Start of THE RECORDS

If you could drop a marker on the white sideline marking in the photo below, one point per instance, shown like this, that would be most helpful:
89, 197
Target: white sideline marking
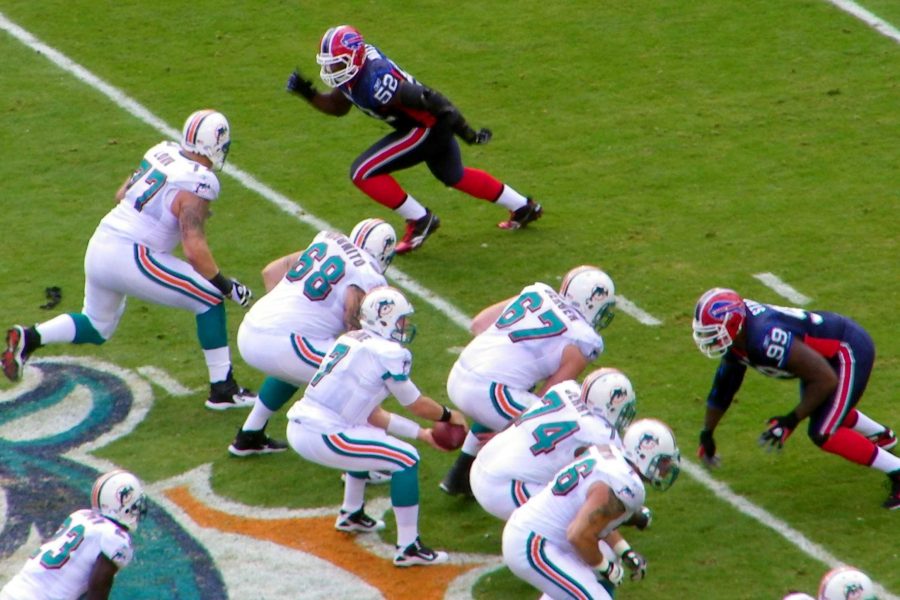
784, 290
867, 17
164, 380
455, 315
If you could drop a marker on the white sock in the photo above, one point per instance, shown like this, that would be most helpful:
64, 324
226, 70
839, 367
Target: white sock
867, 426
60, 329
258, 417
218, 361
511, 199
354, 494
886, 462
407, 524
411, 209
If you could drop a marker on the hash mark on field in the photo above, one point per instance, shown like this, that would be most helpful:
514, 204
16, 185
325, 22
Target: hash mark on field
784, 290
867, 17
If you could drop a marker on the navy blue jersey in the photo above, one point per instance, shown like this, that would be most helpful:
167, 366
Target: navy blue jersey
771, 330
374, 88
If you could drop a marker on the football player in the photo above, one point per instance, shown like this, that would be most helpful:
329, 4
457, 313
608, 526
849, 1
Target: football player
551, 540
830, 354
89, 548
313, 295
424, 123
536, 336
163, 204
339, 422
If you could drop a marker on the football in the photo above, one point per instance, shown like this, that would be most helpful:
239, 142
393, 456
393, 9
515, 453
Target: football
448, 435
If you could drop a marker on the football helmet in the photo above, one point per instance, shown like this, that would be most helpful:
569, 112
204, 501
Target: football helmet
592, 293
845, 583
376, 237
385, 312
342, 53
206, 132
650, 446
609, 393
119, 496
718, 317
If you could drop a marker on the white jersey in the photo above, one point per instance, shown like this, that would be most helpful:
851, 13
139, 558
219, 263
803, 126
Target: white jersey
550, 512
309, 300
61, 568
543, 439
360, 371
145, 215
526, 343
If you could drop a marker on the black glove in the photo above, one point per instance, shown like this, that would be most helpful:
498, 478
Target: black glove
240, 293
470, 136
780, 429
707, 450
298, 84
636, 563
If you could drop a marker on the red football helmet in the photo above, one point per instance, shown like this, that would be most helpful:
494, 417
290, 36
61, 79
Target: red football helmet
718, 318
342, 53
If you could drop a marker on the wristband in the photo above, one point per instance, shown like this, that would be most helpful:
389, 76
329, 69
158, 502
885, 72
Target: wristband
403, 427
222, 283
621, 548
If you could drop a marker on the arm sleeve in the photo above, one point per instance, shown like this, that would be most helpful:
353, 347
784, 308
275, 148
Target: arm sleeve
727, 381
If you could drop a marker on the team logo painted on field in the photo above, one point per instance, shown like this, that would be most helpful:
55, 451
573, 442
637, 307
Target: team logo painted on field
193, 544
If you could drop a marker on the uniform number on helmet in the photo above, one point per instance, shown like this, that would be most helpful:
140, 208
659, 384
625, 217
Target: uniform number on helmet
552, 325
319, 282
334, 357
568, 479
548, 435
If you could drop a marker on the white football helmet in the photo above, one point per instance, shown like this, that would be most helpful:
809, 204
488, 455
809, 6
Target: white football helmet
376, 237
206, 132
846, 583
592, 293
610, 394
650, 446
119, 496
384, 311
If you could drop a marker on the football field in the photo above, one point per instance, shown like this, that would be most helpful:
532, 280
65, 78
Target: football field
678, 146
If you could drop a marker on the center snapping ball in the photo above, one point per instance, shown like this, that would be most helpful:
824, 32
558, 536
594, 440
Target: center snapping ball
448, 435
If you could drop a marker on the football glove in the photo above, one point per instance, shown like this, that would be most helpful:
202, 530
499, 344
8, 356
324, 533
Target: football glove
780, 429
636, 563
611, 571
240, 293
707, 450
298, 84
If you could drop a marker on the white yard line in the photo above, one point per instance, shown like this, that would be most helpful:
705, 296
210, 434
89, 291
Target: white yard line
784, 290
867, 17
455, 315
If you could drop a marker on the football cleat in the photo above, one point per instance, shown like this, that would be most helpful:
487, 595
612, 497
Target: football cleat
417, 554
247, 443
417, 231
228, 394
887, 439
357, 522
14, 356
532, 211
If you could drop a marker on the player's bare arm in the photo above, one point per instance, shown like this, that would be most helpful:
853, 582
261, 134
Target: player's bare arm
487, 316
570, 367
819, 380
600, 509
101, 579
274, 271
352, 299
192, 212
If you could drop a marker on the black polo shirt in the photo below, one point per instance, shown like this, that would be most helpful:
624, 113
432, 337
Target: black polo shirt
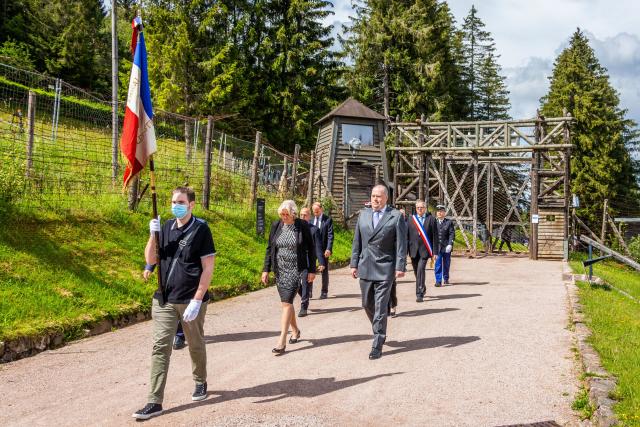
196, 238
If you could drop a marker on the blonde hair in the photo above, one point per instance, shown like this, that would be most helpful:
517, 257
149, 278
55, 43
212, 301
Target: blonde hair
289, 206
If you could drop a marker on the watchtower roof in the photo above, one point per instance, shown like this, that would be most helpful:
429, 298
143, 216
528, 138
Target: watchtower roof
352, 108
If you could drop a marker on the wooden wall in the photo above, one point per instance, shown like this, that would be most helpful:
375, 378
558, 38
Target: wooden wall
551, 235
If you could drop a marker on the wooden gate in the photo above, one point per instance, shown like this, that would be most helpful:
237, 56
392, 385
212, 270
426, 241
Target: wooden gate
496, 178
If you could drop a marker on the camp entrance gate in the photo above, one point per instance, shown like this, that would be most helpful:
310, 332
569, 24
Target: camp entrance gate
500, 180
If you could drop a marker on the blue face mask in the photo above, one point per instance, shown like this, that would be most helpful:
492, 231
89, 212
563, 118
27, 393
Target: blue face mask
179, 211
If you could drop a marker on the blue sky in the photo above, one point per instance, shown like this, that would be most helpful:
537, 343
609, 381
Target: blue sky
530, 34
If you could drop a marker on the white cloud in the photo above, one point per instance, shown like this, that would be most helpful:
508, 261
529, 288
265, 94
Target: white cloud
529, 36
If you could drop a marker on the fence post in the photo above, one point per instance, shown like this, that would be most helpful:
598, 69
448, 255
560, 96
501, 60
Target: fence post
31, 124
294, 170
187, 139
312, 171
206, 185
254, 169
132, 200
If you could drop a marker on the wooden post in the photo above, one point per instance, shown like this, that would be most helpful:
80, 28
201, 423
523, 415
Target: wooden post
319, 179
188, 140
31, 126
475, 202
489, 223
282, 185
254, 169
309, 200
604, 220
294, 170
427, 164
206, 186
396, 166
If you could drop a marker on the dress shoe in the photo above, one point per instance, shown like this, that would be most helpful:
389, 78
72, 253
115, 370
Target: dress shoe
375, 354
293, 340
279, 351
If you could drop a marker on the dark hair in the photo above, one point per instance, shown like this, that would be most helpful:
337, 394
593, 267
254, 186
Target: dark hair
191, 195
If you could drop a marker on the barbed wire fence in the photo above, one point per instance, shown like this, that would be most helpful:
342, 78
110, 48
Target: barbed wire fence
57, 152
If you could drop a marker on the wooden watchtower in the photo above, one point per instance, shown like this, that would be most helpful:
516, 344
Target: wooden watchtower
350, 157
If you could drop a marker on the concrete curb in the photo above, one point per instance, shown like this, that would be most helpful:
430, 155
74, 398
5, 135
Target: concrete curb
600, 382
22, 347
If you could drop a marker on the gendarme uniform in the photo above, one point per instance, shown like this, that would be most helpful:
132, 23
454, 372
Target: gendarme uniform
181, 252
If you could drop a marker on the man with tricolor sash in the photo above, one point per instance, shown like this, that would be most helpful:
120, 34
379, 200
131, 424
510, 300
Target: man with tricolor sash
422, 236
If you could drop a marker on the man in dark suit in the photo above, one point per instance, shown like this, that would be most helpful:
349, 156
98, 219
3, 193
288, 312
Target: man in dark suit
422, 234
378, 256
306, 290
446, 234
325, 225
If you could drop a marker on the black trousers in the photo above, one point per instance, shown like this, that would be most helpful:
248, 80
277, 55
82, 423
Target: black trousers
375, 301
419, 266
304, 290
325, 276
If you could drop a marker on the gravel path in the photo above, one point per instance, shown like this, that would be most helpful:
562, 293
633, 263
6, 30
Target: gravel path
491, 349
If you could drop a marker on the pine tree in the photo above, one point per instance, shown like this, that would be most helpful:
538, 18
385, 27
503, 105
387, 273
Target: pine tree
486, 88
492, 93
602, 137
404, 58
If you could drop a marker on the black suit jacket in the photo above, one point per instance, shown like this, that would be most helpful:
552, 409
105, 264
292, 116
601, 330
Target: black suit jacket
326, 232
305, 248
446, 234
317, 243
416, 245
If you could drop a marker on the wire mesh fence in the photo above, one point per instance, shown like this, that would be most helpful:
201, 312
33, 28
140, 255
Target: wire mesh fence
57, 151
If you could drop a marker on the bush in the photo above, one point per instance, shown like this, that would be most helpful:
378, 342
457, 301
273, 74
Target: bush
634, 248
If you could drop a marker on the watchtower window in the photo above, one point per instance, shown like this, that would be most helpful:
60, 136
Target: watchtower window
362, 132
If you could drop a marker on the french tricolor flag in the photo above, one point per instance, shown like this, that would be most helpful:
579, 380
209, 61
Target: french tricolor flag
138, 140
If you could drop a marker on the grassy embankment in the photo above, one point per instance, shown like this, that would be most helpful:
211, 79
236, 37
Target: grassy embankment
72, 254
61, 273
614, 320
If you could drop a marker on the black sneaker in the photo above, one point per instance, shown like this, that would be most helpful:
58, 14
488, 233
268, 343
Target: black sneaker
179, 343
200, 392
149, 410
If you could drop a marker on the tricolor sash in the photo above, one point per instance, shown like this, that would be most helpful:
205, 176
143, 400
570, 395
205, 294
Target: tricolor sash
422, 233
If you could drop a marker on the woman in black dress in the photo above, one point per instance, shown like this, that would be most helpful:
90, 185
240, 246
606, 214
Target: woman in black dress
290, 255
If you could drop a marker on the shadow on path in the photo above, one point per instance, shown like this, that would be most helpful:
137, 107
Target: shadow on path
424, 311
284, 389
426, 343
358, 296
332, 310
468, 284
240, 336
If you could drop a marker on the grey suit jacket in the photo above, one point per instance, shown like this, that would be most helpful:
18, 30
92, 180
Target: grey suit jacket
378, 253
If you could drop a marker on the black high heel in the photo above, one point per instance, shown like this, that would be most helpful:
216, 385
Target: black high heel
279, 350
293, 340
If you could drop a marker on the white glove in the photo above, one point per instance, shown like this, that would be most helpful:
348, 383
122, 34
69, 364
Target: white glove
192, 310
154, 225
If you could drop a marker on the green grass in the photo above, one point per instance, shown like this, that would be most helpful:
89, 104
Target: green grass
63, 272
615, 323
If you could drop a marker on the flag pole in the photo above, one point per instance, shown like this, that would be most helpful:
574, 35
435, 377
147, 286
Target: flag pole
154, 204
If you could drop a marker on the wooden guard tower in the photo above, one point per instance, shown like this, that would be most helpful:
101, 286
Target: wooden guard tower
492, 176
350, 157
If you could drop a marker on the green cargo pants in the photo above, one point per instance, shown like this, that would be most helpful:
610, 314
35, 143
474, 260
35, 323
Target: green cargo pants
165, 322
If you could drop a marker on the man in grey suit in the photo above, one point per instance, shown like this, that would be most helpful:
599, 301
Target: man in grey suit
378, 256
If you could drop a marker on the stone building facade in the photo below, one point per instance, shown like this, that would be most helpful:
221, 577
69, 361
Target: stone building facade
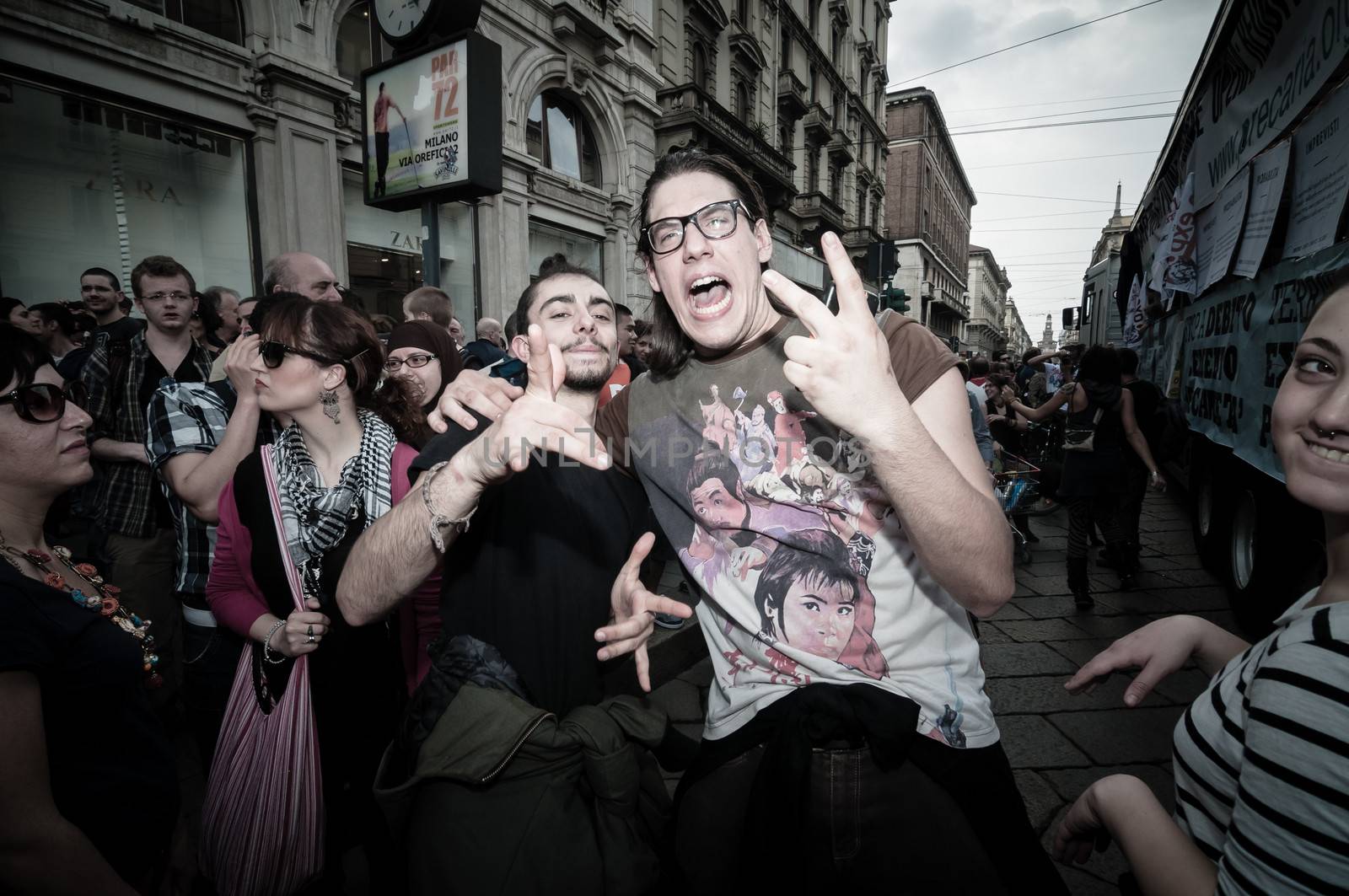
1018, 339
927, 213
1099, 314
226, 132
989, 283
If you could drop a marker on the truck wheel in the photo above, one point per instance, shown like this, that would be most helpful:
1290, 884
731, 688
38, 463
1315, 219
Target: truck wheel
1207, 517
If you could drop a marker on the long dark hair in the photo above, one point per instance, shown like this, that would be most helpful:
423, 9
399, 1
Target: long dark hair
335, 331
20, 357
669, 346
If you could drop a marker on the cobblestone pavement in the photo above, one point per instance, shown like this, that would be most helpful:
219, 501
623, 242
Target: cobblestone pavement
1058, 743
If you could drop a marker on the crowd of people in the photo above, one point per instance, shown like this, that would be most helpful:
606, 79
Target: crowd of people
382, 577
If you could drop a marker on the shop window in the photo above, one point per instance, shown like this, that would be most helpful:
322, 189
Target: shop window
559, 135
218, 18
354, 42
112, 185
699, 67
579, 249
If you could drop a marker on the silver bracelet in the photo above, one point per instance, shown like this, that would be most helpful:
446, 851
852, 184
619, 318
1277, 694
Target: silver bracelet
266, 646
438, 520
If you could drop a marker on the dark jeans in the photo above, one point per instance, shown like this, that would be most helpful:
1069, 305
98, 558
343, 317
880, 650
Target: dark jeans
381, 154
211, 657
946, 821
1131, 507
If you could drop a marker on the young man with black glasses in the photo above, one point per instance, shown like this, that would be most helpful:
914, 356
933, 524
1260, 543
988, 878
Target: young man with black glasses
134, 521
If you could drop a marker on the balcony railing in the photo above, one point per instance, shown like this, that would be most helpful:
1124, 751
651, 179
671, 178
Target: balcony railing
791, 94
691, 105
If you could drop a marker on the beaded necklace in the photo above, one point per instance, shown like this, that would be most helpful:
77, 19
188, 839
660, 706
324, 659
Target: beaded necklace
103, 601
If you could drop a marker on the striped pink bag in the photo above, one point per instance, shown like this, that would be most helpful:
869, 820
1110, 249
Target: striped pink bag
262, 828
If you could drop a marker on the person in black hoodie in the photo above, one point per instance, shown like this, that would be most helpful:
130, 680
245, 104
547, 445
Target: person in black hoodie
1093, 480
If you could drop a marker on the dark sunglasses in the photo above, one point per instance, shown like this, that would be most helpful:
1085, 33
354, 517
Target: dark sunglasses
44, 402
273, 355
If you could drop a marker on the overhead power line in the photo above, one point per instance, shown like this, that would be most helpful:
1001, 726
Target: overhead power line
1063, 125
1043, 37
1059, 115
1090, 99
1022, 217
1074, 158
1029, 229
1029, 196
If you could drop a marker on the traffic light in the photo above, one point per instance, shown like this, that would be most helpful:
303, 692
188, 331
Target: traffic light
896, 300
881, 260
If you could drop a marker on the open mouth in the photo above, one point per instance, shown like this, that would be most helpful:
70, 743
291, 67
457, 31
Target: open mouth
710, 294
1329, 453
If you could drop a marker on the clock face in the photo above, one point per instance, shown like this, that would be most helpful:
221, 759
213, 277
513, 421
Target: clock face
400, 18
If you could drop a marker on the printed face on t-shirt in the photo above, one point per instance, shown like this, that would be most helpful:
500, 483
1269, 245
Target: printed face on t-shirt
717, 507
816, 617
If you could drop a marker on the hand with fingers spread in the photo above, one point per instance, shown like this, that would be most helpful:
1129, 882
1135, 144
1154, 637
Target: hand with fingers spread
1158, 649
239, 357
472, 390
304, 630
533, 422
1083, 830
843, 368
633, 613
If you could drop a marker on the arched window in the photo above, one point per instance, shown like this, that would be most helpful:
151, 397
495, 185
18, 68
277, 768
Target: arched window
559, 135
218, 18
354, 42
699, 67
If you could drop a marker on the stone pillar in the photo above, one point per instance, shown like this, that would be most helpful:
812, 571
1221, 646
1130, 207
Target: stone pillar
300, 116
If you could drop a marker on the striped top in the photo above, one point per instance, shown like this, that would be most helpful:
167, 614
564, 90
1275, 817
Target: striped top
1261, 760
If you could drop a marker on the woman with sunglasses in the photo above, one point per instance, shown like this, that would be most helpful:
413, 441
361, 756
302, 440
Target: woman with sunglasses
88, 790
422, 355
337, 467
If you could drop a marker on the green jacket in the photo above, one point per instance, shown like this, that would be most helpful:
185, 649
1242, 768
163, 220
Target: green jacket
494, 795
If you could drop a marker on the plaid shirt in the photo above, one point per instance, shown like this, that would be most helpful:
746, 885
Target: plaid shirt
182, 419
123, 496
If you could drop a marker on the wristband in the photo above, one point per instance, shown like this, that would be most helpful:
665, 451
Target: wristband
438, 520
266, 646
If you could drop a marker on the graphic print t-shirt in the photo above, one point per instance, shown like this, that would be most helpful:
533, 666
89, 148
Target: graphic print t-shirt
779, 518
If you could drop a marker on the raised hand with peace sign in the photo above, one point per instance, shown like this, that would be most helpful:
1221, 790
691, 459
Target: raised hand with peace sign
843, 366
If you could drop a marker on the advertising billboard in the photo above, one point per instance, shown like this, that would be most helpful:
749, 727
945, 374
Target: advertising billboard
432, 125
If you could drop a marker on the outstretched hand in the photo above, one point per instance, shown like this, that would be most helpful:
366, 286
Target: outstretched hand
843, 366
533, 422
633, 613
1158, 648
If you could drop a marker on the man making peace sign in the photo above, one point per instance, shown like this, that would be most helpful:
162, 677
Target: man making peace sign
838, 584
539, 534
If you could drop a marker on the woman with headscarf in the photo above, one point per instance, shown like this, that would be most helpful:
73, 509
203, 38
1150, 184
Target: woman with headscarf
424, 355
1093, 480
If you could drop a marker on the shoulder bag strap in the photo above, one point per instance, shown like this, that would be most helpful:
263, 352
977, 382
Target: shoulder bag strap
269, 469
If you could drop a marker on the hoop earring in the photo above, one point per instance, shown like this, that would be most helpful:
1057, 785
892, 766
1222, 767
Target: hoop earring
331, 406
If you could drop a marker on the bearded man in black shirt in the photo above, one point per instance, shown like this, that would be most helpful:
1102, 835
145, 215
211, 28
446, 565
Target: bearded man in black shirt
540, 563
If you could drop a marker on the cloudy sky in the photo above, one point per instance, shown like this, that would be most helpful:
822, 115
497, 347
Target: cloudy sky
1045, 243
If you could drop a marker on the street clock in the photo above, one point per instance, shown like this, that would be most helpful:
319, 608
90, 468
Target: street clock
406, 24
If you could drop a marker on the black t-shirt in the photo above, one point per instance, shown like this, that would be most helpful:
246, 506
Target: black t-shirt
1147, 404
532, 575
155, 373
110, 763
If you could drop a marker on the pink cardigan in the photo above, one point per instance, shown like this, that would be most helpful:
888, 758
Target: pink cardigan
236, 599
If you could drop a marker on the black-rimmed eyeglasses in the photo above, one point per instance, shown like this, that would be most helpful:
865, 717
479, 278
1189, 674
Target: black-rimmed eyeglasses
44, 402
393, 365
715, 222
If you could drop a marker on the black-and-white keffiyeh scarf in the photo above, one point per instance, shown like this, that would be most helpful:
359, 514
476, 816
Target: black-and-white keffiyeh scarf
316, 517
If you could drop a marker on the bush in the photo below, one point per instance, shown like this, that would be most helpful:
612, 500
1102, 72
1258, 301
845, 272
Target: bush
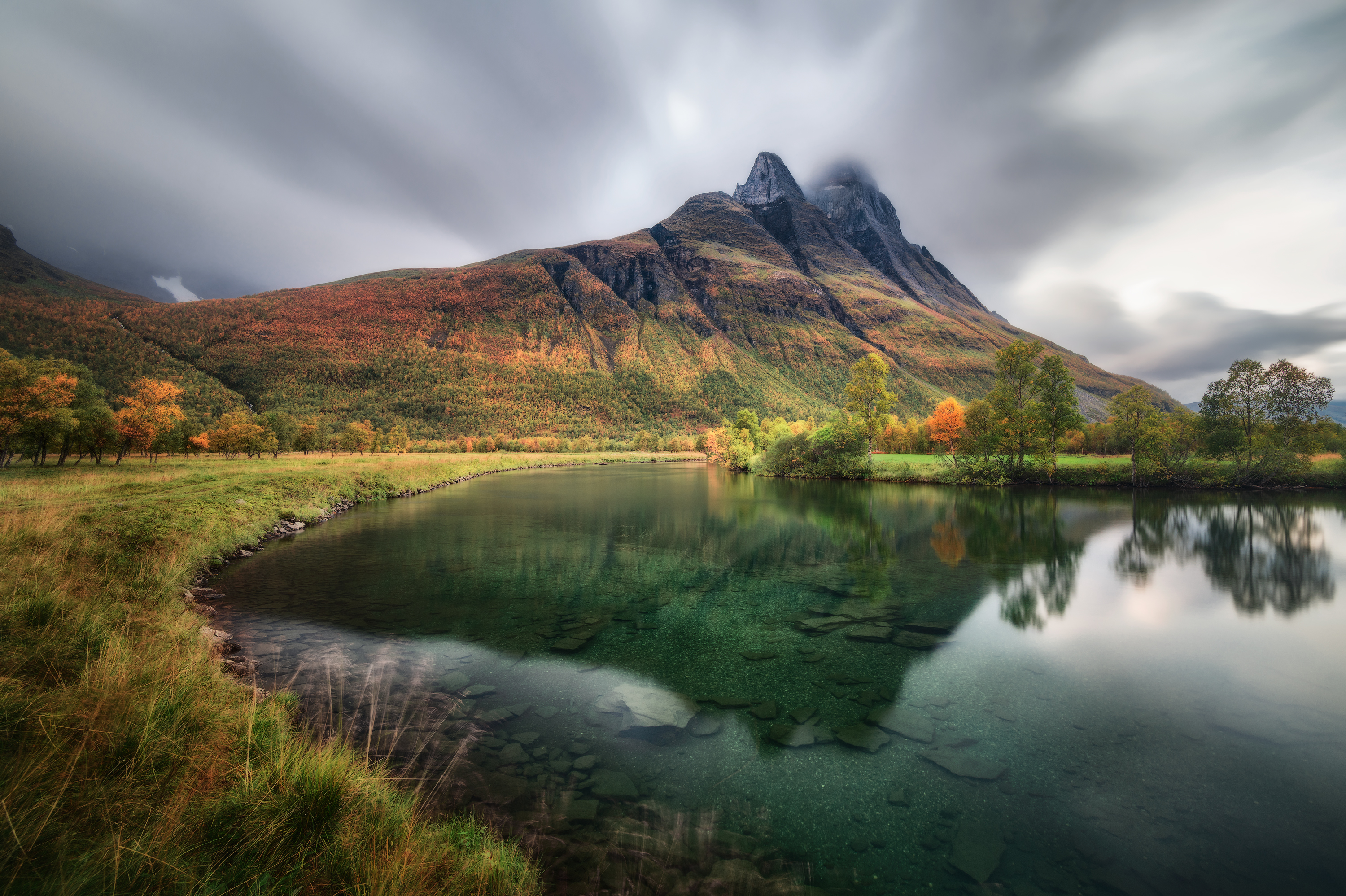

End of THE RECORDS

TASK DIRECTIONS:
Locate every line in the records above that contains the string "traffic" and copy each such line in full. The match is case-sensitive.

RESPONSE FOR THIS EXERCISE:
If you could drop a marker on the traffic light in the photo above, one point per instance, shown like this, that would be most helpful:
Target: traffic light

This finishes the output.